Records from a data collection
** begin **

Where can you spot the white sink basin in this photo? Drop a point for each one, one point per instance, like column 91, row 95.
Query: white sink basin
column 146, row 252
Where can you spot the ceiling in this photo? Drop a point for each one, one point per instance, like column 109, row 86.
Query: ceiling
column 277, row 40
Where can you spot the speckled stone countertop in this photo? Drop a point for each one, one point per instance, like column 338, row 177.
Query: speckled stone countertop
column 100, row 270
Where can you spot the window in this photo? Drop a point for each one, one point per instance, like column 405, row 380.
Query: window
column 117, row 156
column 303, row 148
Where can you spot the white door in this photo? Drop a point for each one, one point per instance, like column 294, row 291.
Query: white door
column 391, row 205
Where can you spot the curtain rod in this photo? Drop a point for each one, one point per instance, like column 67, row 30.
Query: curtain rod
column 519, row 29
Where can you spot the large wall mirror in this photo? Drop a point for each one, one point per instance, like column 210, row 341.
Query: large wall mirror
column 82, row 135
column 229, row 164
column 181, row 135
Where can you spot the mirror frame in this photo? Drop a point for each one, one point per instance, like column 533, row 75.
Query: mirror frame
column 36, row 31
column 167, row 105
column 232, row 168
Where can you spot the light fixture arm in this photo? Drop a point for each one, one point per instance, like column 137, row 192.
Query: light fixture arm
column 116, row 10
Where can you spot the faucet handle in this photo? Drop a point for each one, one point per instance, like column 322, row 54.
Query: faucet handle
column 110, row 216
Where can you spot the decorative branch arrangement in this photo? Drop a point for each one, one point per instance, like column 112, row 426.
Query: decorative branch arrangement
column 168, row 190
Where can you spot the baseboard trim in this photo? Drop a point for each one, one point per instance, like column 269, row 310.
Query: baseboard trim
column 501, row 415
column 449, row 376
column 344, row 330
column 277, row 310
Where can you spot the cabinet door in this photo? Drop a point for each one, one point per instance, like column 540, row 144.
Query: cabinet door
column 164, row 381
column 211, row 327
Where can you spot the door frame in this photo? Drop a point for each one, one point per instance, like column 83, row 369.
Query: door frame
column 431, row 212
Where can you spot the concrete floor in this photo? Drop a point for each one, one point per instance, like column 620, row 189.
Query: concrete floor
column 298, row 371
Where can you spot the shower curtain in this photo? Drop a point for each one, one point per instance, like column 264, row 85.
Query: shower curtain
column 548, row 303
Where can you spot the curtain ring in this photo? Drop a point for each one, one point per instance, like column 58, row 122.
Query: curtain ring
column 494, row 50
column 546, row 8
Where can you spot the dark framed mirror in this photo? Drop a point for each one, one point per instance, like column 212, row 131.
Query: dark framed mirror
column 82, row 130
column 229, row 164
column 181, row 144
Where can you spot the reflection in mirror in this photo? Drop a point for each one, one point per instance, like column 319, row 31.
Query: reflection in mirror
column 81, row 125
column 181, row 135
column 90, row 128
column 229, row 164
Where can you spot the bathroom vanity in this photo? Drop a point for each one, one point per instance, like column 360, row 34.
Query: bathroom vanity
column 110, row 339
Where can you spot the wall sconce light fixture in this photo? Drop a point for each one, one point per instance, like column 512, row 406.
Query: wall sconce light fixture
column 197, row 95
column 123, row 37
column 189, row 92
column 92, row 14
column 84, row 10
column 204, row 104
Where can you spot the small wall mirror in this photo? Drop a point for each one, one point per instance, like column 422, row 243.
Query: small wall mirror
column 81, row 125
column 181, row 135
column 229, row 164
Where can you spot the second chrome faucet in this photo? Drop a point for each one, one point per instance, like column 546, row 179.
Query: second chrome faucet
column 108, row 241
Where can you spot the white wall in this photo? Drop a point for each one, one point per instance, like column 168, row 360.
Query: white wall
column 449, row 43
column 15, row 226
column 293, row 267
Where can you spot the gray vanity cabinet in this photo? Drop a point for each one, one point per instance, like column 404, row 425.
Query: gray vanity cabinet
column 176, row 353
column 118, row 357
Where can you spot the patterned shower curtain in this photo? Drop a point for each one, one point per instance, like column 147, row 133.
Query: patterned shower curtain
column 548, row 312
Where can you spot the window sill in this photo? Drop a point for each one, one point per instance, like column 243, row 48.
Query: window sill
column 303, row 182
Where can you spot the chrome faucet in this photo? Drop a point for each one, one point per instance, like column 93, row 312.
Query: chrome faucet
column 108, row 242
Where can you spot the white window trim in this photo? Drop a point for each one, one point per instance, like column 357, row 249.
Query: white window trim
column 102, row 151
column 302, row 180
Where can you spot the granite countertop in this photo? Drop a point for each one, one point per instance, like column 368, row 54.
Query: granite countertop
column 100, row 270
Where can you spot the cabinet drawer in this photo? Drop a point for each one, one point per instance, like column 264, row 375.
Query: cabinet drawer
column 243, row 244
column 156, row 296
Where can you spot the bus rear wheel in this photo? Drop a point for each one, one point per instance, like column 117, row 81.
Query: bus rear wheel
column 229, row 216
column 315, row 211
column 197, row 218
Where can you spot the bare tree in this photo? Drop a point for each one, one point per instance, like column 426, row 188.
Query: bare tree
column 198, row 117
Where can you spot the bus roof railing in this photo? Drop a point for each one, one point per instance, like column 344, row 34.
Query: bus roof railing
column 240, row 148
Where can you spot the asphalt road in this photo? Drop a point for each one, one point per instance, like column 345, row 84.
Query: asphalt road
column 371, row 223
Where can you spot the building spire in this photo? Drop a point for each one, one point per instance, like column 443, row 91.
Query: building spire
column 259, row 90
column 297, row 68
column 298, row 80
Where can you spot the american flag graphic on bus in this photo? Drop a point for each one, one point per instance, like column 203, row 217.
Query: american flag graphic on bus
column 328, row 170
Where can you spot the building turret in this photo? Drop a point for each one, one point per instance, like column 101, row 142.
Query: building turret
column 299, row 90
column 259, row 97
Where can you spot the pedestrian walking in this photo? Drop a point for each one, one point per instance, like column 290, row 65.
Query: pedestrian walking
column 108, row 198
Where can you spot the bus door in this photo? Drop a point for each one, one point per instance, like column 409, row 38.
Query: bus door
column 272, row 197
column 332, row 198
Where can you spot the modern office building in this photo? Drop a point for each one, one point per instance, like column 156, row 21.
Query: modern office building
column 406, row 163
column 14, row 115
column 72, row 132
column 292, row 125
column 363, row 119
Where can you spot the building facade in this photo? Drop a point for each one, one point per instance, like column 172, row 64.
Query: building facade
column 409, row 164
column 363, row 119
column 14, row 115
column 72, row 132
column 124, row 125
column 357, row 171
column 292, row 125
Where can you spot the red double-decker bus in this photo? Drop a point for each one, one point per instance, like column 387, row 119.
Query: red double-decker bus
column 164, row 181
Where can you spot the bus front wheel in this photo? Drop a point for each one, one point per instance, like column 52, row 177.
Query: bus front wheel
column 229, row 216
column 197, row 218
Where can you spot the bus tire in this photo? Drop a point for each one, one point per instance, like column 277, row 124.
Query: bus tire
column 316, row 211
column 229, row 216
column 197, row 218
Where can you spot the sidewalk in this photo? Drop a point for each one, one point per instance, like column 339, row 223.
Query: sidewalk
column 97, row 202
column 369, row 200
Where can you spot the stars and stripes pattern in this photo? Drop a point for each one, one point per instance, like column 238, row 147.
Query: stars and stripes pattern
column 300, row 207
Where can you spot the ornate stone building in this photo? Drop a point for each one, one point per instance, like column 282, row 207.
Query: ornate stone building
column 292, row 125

** end **
** begin **

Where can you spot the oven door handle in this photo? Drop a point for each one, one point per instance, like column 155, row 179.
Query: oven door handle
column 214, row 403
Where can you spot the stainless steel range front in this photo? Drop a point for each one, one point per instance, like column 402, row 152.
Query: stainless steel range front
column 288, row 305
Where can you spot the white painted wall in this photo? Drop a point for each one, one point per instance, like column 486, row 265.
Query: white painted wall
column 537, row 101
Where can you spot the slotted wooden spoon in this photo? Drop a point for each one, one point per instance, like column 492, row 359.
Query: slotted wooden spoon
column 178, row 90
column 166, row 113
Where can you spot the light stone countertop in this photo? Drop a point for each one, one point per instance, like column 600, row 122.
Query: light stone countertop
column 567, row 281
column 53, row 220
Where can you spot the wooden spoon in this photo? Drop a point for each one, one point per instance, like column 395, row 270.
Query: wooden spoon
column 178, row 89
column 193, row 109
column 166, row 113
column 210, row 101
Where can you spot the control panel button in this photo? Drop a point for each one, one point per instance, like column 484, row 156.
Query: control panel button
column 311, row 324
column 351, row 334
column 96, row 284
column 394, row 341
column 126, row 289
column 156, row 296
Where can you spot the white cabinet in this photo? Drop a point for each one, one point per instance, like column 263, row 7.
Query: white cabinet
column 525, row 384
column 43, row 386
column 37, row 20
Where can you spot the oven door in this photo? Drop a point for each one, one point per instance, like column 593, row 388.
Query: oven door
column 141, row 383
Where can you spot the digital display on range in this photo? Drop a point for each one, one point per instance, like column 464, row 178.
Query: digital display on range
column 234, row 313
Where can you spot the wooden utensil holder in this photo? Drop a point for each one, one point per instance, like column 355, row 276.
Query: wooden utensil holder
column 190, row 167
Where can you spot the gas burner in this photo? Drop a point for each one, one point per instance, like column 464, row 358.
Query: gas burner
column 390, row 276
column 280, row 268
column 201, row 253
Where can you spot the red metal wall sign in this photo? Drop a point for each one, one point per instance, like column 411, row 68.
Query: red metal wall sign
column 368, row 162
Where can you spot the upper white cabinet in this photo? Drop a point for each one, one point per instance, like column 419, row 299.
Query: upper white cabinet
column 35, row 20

** end **

Can you copy out, word for word, the stretch of the entries that begins with the line containing "Where can you spot the oven door in" and ends with the line containing "column 141, row 383", including both of those lines?

Where can you spot the oven door in this photo? Drop a point for each one, one point per instance, like column 593, row 388.
Query: oven door
column 141, row 383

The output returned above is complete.